**Aim:** Starting at the line that contains "Each instance of the sunflower stem", quote each line exactly through the last line of the entries, both included.

::: Data supplied :::

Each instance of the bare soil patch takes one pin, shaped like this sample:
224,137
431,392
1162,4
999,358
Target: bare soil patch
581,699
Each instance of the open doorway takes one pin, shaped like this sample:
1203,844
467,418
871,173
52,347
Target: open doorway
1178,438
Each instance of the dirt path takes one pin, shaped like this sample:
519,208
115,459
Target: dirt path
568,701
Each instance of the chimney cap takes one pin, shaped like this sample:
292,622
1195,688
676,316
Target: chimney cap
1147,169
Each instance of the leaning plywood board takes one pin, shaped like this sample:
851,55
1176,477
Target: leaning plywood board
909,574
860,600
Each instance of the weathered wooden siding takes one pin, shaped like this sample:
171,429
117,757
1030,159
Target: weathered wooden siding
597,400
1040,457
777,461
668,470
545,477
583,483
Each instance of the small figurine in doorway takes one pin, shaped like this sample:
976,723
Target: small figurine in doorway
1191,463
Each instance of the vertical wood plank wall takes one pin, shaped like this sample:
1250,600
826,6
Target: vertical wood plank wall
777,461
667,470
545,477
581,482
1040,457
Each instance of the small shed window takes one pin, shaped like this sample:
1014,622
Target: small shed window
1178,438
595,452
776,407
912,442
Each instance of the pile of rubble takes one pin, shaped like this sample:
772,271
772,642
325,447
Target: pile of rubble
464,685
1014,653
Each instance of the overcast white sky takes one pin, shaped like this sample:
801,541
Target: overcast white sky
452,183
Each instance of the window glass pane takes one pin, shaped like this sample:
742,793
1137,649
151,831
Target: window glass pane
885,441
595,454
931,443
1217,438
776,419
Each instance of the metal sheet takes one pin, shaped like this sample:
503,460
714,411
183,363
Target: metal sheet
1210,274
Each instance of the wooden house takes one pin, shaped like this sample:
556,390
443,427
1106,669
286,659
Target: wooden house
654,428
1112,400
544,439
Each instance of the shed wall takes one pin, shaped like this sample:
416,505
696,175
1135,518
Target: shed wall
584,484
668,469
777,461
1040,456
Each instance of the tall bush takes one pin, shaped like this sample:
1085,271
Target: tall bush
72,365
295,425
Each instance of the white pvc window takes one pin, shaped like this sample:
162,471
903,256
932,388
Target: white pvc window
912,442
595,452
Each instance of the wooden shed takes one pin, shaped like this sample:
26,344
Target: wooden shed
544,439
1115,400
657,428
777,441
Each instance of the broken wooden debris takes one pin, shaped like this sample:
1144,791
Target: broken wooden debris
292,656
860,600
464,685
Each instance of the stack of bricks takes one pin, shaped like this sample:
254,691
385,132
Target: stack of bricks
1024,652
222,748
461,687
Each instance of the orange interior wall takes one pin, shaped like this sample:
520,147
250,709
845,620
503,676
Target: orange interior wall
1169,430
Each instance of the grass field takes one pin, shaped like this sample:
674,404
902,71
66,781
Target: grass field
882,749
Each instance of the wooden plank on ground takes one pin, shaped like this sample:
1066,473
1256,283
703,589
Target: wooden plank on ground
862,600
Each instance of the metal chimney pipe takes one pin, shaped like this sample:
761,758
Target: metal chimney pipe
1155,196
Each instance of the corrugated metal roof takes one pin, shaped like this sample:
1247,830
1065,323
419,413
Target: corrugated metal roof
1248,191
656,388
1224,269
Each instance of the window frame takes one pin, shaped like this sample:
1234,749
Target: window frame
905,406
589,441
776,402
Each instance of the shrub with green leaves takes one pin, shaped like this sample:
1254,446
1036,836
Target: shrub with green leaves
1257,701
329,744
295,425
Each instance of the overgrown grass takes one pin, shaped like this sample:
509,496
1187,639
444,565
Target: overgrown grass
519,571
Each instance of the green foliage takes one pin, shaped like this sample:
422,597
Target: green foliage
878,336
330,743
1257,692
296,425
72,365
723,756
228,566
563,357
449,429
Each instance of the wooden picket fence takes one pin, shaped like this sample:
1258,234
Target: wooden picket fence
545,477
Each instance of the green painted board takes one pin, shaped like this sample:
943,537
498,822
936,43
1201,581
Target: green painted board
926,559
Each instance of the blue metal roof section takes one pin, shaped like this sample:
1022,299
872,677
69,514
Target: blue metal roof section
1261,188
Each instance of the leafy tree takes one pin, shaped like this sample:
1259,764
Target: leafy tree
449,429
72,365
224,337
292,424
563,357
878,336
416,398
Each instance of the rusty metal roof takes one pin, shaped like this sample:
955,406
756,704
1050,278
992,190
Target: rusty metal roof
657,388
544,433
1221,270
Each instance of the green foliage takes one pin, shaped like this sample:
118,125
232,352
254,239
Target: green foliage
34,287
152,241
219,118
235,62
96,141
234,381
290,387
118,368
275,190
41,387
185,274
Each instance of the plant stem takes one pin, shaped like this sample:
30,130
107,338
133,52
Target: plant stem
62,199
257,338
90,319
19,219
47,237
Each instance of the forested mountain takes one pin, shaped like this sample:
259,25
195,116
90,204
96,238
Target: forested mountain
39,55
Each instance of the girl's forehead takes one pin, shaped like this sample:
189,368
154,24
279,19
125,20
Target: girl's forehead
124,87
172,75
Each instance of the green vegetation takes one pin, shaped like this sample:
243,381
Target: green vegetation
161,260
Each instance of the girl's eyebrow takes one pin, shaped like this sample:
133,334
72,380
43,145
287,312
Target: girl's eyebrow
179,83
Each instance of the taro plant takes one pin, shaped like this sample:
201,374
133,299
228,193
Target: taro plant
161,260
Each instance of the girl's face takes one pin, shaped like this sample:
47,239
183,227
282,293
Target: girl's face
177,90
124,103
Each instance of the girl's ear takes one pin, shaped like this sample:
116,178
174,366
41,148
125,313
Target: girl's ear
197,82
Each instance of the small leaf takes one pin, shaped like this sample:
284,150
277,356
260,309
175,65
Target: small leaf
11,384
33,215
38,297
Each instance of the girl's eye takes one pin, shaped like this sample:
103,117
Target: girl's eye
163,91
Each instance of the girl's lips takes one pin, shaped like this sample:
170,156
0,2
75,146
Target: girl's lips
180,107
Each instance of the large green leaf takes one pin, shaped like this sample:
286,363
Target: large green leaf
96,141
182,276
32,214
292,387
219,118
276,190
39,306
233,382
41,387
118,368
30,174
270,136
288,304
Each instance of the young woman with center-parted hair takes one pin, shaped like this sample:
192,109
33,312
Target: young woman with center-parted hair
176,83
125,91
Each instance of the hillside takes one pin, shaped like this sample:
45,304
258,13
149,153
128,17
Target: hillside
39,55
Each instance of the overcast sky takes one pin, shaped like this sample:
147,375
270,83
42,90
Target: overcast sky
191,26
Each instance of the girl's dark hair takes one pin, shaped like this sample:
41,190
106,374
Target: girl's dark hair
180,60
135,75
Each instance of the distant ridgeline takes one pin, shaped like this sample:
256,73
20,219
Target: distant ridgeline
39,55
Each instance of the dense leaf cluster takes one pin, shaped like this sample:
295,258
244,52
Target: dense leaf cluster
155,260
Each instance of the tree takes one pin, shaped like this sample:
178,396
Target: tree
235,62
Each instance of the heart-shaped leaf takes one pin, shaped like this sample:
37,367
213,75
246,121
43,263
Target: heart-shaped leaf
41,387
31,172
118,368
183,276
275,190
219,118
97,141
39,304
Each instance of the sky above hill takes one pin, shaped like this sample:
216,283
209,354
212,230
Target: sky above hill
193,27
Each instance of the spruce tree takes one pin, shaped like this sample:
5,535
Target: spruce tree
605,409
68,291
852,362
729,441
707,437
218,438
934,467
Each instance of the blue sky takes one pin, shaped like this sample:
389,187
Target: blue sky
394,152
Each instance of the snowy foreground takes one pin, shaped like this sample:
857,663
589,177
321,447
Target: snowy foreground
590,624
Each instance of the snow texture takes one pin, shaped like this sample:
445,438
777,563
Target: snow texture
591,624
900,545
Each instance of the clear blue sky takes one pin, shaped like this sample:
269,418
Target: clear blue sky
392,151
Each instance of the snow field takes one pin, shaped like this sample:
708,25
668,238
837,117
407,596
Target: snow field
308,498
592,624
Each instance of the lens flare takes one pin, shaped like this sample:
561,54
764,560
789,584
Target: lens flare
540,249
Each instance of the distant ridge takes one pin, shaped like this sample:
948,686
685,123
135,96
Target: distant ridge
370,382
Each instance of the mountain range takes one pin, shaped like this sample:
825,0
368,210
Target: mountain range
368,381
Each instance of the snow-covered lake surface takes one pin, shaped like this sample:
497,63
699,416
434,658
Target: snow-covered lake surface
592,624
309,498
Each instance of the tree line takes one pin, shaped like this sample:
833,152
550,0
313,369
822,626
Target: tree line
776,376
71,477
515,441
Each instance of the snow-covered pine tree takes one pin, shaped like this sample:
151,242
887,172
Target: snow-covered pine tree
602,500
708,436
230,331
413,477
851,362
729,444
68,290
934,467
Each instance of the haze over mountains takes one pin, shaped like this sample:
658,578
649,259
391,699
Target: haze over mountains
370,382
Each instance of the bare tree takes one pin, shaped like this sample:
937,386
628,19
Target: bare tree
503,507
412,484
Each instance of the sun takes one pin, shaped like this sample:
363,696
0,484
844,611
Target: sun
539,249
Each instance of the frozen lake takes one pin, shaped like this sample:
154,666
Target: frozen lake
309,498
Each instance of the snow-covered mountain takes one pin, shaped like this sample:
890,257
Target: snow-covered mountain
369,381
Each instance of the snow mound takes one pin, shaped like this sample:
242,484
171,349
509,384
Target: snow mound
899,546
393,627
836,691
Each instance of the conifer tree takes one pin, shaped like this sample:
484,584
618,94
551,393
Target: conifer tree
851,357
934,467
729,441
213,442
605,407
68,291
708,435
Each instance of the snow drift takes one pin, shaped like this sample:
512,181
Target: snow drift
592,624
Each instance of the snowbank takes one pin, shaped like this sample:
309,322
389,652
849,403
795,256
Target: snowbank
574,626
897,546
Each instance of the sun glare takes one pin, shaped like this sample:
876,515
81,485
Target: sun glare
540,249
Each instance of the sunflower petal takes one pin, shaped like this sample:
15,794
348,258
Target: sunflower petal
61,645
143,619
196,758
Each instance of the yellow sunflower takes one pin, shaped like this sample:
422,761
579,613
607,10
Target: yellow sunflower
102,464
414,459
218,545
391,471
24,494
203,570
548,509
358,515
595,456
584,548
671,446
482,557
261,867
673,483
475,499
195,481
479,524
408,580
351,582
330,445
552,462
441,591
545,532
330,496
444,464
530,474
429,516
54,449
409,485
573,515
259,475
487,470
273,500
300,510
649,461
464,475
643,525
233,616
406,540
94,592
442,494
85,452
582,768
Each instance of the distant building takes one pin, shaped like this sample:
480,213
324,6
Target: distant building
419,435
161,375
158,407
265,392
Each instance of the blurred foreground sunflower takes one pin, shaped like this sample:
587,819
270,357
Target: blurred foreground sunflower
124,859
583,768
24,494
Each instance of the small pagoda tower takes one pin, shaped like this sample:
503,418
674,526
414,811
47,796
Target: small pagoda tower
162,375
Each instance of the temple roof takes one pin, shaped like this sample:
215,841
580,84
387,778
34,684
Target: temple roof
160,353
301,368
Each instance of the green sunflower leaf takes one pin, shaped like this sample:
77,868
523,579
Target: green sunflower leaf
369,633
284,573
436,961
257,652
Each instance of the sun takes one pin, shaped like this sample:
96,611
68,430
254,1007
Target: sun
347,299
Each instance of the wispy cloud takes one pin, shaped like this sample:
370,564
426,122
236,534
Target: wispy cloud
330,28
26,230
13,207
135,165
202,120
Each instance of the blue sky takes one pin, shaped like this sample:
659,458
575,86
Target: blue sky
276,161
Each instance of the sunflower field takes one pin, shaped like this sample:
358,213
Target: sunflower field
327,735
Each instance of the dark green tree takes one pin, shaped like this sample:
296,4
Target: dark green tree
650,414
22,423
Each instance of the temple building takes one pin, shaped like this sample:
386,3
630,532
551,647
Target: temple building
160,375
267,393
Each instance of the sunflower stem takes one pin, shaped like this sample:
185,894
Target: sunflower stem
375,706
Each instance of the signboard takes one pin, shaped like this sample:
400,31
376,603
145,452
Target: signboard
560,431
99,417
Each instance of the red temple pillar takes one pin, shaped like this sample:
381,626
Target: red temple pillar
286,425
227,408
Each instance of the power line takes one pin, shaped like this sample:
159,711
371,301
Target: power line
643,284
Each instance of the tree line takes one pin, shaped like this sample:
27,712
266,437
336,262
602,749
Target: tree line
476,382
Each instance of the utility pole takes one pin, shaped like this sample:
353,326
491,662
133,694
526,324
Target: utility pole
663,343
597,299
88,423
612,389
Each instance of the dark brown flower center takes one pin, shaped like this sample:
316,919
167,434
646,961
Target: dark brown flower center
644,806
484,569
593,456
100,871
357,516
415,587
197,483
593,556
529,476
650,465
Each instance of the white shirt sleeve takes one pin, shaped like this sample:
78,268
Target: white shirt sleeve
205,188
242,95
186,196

:::

**Solved problem:**
Each instance of the sunflower stem takes one pin, shaped like this sample:
185,894
Target: sunflower stem
375,706
Each instance of the signboard takes one pin, shaped like this sample:
400,31
376,603
145,452
Target: signboard
560,431
99,417
Each instance of the red temple pillar takes one pin, shaped like this sample:
381,626
Target: red temple pillar
286,425
227,408
Each instance of the power line takes one pin, shaped like this sample:
159,711
371,301
Target: power line
643,284
Each instance of the tree line takes one pin, shaped like this sample:
27,712
266,437
336,262
602,749
Target: tree line
476,382
Each instance of the utility pole takes one pin, shaped like this sample:
353,326
491,662
133,694
526,324
Target: utility pole
663,343
597,299
88,423
612,389
Each instance of the dark brown flower center takes one pin, shaped like this sample:
316,919
167,434
646,961
Target: dark brown flower center
644,806
484,569
593,456
100,871
357,516
415,587
197,483
593,556
529,476
650,465
Each instance of the white shirt sleeve takes one pin, shaped like this sample:
78,268
Target: white shirt sleeve
205,188
242,95
186,196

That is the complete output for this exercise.